**INSTRUCTIONS TO FOLLOW:**
Without including any images, repeat the data exactly.

**EXTRACTED DATA:**

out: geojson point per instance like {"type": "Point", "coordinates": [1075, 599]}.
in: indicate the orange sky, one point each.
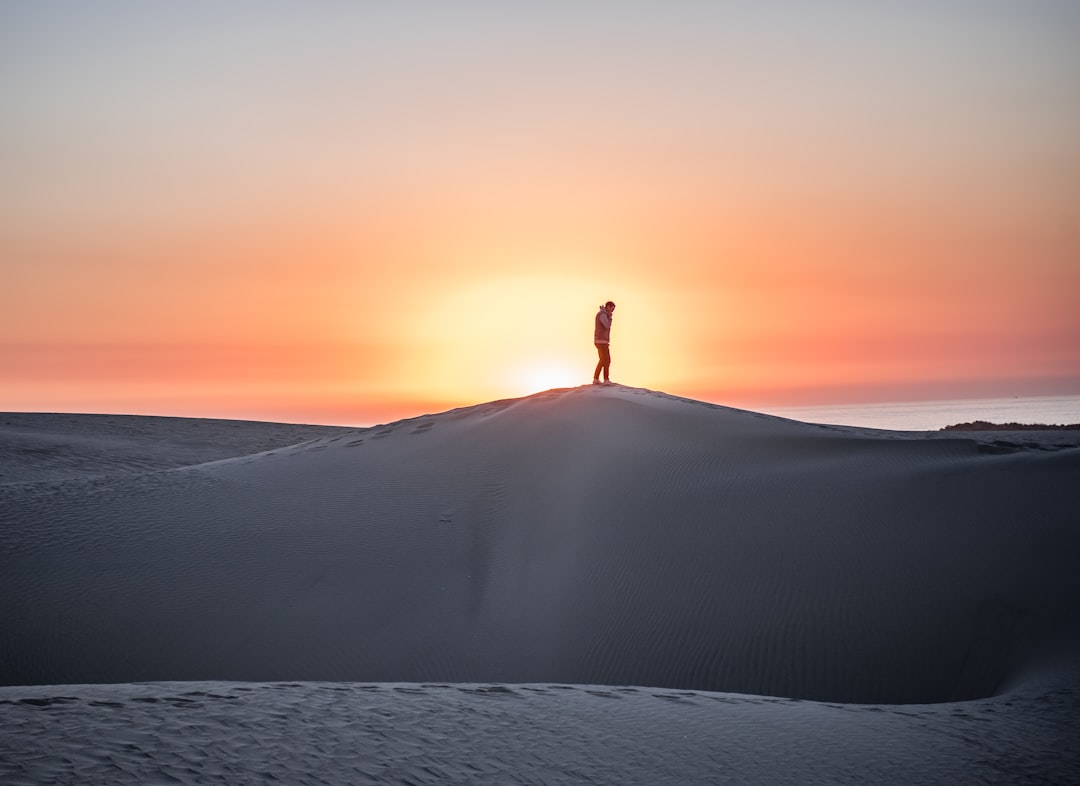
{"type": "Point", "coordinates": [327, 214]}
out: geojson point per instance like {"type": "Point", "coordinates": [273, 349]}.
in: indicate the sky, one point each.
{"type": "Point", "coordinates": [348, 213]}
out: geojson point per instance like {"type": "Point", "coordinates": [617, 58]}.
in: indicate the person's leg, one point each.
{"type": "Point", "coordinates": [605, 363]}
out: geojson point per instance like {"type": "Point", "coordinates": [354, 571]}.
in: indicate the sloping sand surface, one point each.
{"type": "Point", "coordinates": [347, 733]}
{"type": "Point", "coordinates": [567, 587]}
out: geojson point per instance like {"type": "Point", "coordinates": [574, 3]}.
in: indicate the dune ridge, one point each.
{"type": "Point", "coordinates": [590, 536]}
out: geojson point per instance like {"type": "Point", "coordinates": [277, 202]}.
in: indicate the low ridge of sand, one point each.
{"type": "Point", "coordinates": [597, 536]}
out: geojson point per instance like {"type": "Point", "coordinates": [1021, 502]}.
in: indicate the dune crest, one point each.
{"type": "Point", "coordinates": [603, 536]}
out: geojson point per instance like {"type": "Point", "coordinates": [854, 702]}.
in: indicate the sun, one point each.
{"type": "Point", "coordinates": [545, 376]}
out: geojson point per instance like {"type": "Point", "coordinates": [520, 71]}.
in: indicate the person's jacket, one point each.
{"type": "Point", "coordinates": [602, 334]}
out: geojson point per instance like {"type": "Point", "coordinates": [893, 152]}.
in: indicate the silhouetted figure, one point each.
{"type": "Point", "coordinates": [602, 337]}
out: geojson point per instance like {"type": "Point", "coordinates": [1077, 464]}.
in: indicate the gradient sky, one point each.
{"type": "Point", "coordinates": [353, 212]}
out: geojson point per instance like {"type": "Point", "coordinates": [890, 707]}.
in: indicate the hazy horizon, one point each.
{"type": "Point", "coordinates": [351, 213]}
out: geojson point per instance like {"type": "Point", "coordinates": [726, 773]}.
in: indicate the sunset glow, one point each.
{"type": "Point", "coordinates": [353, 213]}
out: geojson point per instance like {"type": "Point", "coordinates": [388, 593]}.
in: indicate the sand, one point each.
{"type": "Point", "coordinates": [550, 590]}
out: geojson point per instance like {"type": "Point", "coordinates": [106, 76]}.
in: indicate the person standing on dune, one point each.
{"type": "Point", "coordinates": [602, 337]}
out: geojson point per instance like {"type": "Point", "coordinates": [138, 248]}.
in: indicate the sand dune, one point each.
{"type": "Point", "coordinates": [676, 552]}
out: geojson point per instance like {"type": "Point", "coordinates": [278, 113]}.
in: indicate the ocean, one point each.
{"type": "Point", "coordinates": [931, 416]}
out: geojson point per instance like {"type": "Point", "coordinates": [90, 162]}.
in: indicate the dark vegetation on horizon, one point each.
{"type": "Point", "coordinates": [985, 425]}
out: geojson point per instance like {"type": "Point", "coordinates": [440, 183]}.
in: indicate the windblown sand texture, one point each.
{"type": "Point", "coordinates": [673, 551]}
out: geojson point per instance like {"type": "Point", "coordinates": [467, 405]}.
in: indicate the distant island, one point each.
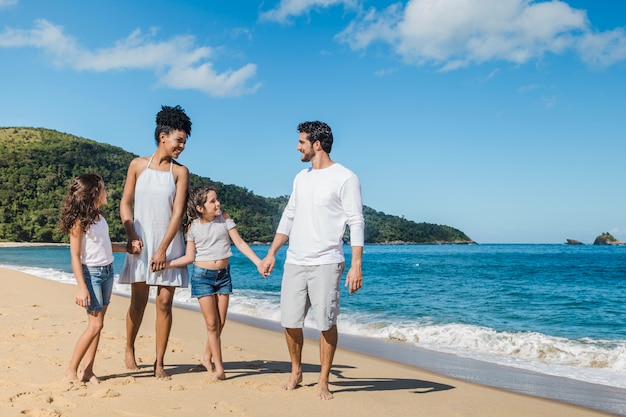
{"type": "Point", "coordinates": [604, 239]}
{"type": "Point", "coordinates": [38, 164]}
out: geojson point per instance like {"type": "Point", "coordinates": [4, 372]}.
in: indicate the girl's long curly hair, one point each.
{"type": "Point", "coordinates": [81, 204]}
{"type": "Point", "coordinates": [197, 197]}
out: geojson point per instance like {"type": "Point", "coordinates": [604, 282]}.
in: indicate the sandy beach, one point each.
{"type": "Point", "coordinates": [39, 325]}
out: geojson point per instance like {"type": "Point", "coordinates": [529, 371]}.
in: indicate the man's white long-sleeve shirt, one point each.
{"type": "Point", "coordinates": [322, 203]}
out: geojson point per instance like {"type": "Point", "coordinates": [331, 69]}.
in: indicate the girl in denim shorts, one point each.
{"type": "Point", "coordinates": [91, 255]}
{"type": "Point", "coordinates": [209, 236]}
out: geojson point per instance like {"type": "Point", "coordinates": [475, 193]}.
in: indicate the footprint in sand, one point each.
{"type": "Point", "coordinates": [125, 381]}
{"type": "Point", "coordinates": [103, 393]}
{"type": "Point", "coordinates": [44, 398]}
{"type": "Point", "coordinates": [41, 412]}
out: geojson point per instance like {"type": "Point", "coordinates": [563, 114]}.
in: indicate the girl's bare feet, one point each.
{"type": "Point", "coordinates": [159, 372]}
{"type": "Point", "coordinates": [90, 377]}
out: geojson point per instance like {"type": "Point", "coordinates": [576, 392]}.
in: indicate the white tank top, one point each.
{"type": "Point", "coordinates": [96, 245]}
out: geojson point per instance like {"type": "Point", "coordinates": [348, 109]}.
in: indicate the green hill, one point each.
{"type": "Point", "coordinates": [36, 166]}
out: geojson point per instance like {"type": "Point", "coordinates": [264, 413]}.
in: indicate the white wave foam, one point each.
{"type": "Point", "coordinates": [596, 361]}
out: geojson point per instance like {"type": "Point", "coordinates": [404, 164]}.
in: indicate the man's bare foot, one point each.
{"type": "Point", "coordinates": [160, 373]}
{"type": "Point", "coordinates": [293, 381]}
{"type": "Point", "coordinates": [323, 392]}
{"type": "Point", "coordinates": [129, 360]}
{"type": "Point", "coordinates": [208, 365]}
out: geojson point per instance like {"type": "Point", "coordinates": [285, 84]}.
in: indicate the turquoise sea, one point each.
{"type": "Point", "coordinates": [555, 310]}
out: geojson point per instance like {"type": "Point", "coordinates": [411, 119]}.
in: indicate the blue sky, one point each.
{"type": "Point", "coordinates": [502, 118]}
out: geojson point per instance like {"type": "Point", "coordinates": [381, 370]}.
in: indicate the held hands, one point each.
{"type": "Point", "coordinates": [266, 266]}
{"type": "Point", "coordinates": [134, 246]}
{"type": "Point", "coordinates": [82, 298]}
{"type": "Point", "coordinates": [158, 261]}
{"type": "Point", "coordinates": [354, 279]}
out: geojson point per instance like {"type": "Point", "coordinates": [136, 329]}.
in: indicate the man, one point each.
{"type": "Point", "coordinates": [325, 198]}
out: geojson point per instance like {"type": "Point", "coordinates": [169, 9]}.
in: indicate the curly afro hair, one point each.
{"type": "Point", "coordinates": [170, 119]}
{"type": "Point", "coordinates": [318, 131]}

**ANSWER BELOW:**
out: geojson point per instance like {"type": "Point", "coordinates": [1075, 599]}.
in: indicate the orange sky, one point each.
{"type": "Point", "coordinates": [327, 214]}
out: geojson point per instance like {"type": "Point", "coordinates": [273, 349]}.
in: indicate the sky, one point each.
{"type": "Point", "coordinates": [348, 213]}
out: geojson point per instance like {"type": "Point", "coordinates": [617, 58]}.
in: indicate the person's leg, one point each.
{"type": "Point", "coordinates": [605, 363]}
out: geojson point per instance like {"type": "Point", "coordinates": [354, 571]}.
in: indicate the sloping sand surface, one point each.
{"type": "Point", "coordinates": [347, 733]}
{"type": "Point", "coordinates": [567, 587]}
out: geojson point per instance like {"type": "Point", "coordinates": [574, 3]}.
in: indicate the dune ridge, one point each.
{"type": "Point", "coordinates": [590, 536]}
out: geojson point per instance like {"type": "Point", "coordinates": [277, 202]}.
in: indicate the low ridge of sand, one point each.
{"type": "Point", "coordinates": [597, 536]}
out: geojson point per instance like {"type": "Point", "coordinates": [1021, 502]}.
in: indicate the dune crest, one point each.
{"type": "Point", "coordinates": [603, 536]}
out: geojson point per instance like {"type": "Point", "coordinates": [854, 702]}.
in: indicate the sun, one point each.
{"type": "Point", "coordinates": [545, 376]}
out: geojson point per instance like {"type": "Point", "coordinates": [520, 71]}.
in: indicate the person's jacket, one point each.
{"type": "Point", "coordinates": [602, 334]}
out: geojson point per instance like {"type": "Point", "coordinates": [893, 152]}.
in: indicate the silhouetted figure, one point each.
{"type": "Point", "coordinates": [602, 337]}
out: geojson point per instance like {"type": "Point", "coordinates": [1077, 464]}.
in: indicate the gradient sky, one point each.
{"type": "Point", "coordinates": [353, 212]}
out: geojson point per instance like {"type": "Point", "coordinates": [890, 707]}.
in: indicate the hazy horizon, one point each.
{"type": "Point", "coordinates": [351, 213]}
out: geojson point per instance like {"type": "Point", "coordinates": [726, 773]}.
in: indicate the sunset glow, one point each.
{"type": "Point", "coordinates": [353, 213]}
out: geojson point per instance like {"type": "Point", "coordinates": [388, 593]}.
in: indicate the sand, one point each.
{"type": "Point", "coordinates": [550, 590]}
out: geojson point per instance like {"type": "Point", "coordinates": [106, 76]}.
in: indicate the person standing on dune, one point each.
{"type": "Point", "coordinates": [602, 337]}
out: geojson point per instance like {"type": "Point", "coordinates": [138, 248]}.
in: indicate the sand dune, one point each.
{"type": "Point", "coordinates": [676, 552]}
out: geojson point per instance like {"type": "Point", "coordinates": [278, 113]}.
in: indicate the ocean, one point each.
{"type": "Point", "coordinates": [931, 416]}
out: geojson point per instance like {"type": "Point", "coordinates": [90, 162]}.
in: indicate the dark vegetation on horizon, one point each.
{"type": "Point", "coordinates": [985, 425]}
out: geojson point per instance like {"type": "Point", "coordinates": [440, 183]}.
in: indicate the windblown sand texture, one point each.
{"type": "Point", "coordinates": [673, 551]}
out: geojson point per instance like {"type": "Point", "coordinates": [467, 405]}.
in: indicate the distant island, one point each.
{"type": "Point", "coordinates": [604, 239]}
{"type": "Point", "coordinates": [38, 164]}
out: geojson point per instance like {"type": "Point", "coordinates": [4, 372]}.
in: indicate the girl's long curly hair, one point each.
{"type": "Point", "coordinates": [81, 204]}
{"type": "Point", "coordinates": [197, 197]}
out: geojson point per instance like {"type": "Point", "coordinates": [604, 282]}.
in: indicate the sandy beach, one point each.
{"type": "Point", "coordinates": [39, 325]}
out: geojson point per instance like {"type": "Point", "coordinates": [529, 371]}.
in: indicate the man's white long-sleeve shirt, one point each.
{"type": "Point", "coordinates": [322, 203]}
out: geojson point per instance like {"type": "Point", "coordinates": [331, 69]}.
in: indicate the girl in denim shorts, one point each.
{"type": "Point", "coordinates": [91, 255]}
{"type": "Point", "coordinates": [209, 236]}
out: geojson point per instance like {"type": "Point", "coordinates": [475, 193]}.
in: indicate the footprint in sand, one point each.
{"type": "Point", "coordinates": [125, 381]}
{"type": "Point", "coordinates": [103, 393]}
{"type": "Point", "coordinates": [44, 398]}
{"type": "Point", "coordinates": [41, 412]}
out: geojson point per instance like {"type": "Point", "coordinates": [563, 114]}.
in: indicate the girl's bare feet, one point each.
{"type": "Point", "coordinates": [159, 372]}
{"type": "Point", "coordinates": [90, 377]}
out: geojson point per instance like {"type": "Point", "coordinates": [576, 392]}.
in: indicate the white tank top, one point each.
{"type": "Point", "coordinates": [96, 245]}
out: geojson point per instance like {"type": "Point", "coordinates": [348, 109]}.
in: indicate the green hill, one point each.
{"type": "Point", "coordinates": [36, 166]}
out: geojson point per instance like {"type": "Point", "coordinates": [264, 413]}.
in: indicate the white wave foam, one point each.
{"type": "Point", "coordinates": [596, 361]}
out: geojson point per instance like {"type": "Point", "coordinates": [404, 164]}.
in: indicate the man's bare foot, one point each.
{"type": "Point", "coordinates": [160, 373]}
{"type": "Point", "coordinates": [293, 381]}
{"type": "Point", "coordinates": [323, 392]}
{"type": "Point", "coordinates": [129, 360]}
{"type": "Point", "coordinates": [208, 365]}
out: geojson point per instance like {"type": "Point", "coordinates": [285, 84]}.
in: indicate the turquoise sea, one point each.
{"type": "Point", "coordinates": [555, 310]}
out: geojson point per instance like {"type": "Point", "coordinates": [411, 119]}.
in: indicate the blue sky, one point each.
{"type": "Point", "coordinates": [502, 118]}
out: geojson point per instance like {"type": "Point", "coordinates": [381, 370]}.
in: indicate the held hands, one point each.
{"type": "Point", "coordinates": [266, 266]}
{"type": "Point", "coordinates": [134, 246]}
{"type": "Point", "coordinates": [82, 298]}
{"type": "Point", "coordinates": [158, 261]}
{"type": "Point", "coordinates": [354, 279]}
out: geojson point per instance like {"type": "Point", "coordinates": [136, 329]}.
in: indicate the man, one point each.
{"type": "Point", "coordinates": [325, 198]}
out: geojson point per instance like {"type": "Point", "coordinates": [169, 9]}.
in: indicate the curly afro hair, one point each.
{"type": "Point", "coordinates": [170, 119]}
{"type": "Point", "coordinates": [318, 131]}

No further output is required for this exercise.